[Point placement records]
------------
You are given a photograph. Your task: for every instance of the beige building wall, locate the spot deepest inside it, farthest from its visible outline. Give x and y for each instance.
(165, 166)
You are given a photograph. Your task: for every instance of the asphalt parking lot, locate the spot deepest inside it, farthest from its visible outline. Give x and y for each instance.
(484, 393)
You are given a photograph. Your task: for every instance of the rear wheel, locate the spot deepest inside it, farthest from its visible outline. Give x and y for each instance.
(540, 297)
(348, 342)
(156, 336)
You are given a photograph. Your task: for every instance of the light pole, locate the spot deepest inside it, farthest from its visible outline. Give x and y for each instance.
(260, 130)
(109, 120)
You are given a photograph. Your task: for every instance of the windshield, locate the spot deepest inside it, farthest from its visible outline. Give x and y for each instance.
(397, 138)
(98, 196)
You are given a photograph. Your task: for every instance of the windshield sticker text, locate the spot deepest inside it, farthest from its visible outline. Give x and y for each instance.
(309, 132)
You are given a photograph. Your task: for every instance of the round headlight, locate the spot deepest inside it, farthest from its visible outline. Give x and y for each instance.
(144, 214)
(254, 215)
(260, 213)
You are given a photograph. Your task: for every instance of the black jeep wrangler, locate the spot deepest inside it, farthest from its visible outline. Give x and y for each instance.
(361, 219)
------------
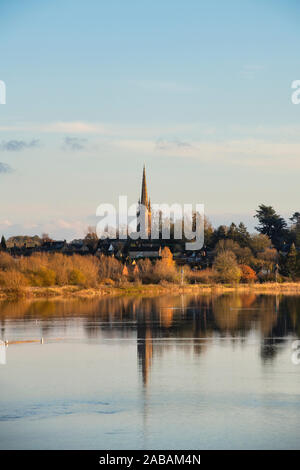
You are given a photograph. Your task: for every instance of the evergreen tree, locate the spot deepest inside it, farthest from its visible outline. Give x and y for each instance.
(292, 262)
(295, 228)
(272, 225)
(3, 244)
------------
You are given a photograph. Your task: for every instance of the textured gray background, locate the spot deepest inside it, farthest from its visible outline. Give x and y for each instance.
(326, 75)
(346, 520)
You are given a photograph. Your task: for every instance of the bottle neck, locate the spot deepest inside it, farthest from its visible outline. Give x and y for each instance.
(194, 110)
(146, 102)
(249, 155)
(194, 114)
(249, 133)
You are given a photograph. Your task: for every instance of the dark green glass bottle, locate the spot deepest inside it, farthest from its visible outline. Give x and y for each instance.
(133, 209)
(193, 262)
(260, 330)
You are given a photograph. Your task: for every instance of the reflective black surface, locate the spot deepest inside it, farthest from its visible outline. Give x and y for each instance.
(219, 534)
------------
§ **Work required**: List every line of the records above that contains the word "black", treating uppercase and lowercase as different.

§ **Answer to this problem**:
You are given a photograph. Your task: for every instance of the black jeep wrangler, locate the spot deepest inside it, farthest from its visible outline. Give x and y for each instance.
You are given a photograph. Your task: for every instance of the reflective black surface, locate the spot deepest inside it, farthest from its visible outline. Give x and y for each instance.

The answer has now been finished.